Can you put the lines into a JSON list of strings, starting at the line containing "object_class = bark on tree trunk" and ending at the line containing "[0,397,952,1264]", both included, with one string per line and blank lines left out?

:::::

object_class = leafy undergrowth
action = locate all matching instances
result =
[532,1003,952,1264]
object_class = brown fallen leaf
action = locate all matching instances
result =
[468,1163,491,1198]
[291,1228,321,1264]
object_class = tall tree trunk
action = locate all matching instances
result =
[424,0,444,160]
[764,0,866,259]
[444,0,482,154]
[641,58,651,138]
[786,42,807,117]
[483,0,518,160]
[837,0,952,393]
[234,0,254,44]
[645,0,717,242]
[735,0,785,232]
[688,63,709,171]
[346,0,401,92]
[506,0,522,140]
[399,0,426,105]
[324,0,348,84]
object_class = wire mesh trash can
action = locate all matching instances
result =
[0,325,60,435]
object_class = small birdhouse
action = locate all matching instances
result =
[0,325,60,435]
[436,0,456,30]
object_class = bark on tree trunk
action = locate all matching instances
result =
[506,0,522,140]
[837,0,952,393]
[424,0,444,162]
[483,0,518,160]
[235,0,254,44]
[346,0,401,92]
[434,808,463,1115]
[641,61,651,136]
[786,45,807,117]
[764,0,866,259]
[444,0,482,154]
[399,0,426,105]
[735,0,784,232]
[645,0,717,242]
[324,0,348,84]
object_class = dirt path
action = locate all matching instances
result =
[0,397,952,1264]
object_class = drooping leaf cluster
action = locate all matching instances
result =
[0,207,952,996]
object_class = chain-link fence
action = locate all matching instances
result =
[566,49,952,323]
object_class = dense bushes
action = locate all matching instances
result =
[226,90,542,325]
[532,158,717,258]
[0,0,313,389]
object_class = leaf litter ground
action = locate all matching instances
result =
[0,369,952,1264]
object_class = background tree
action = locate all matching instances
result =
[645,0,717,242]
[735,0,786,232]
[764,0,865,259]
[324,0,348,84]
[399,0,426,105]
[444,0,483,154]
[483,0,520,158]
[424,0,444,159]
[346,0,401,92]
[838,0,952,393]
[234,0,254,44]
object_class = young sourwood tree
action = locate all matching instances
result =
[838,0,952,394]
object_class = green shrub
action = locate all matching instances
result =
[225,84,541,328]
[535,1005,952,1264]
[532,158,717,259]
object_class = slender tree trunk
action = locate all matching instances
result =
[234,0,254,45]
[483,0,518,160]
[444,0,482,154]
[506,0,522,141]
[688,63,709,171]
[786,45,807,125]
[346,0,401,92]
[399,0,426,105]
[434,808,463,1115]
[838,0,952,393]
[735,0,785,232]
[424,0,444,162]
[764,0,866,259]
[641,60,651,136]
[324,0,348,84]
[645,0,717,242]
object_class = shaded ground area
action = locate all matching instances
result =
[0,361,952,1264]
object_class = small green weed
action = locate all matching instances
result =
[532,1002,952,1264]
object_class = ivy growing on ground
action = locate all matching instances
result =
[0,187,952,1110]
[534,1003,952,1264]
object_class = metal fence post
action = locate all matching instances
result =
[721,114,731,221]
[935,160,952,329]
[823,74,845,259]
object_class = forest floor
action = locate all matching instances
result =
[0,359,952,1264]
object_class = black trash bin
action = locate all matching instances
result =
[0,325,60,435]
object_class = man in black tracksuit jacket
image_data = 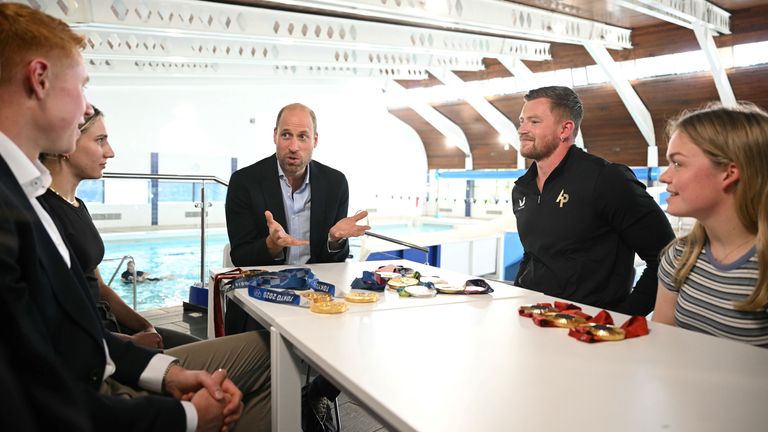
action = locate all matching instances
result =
[512,87,674,315]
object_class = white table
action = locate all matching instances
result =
[208,260,533,431]
[273,294,768,431]
[208,260,532,339]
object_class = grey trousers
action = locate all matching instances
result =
[101,331,272,432]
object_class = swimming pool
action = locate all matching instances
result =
[99,224,452,311]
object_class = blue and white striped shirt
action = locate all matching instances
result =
[659,242,768,348]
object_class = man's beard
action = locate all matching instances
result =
[520,139,560,161]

:::::

--- Response ---
[
  "object_class = bark on tree trunk",
  "action = locate all matching instances",
  "result =",
  "[506,0,522,140]",
  "[837,0,952,393]",
  "[424,0,444,162]",
  "[483,0,518,160]",
  "[235,0,254,44]",
  "[346,0,401,92]",
  "[434,808,463,1115]",
  "[641,61,651,136]",
  "[786,45,807,117]",
  "[764,0,866,259]",
  "[444,0,482,154]",
  "[399,0,426,105]",
  "[735,0,784,232]",
  "[645,0,717,242]",
  "[324,0,348,84]",
  "object_class = dirt path",
  "action = locate all matching instances",
  "result =",
  "[0,397,952,1264]"
]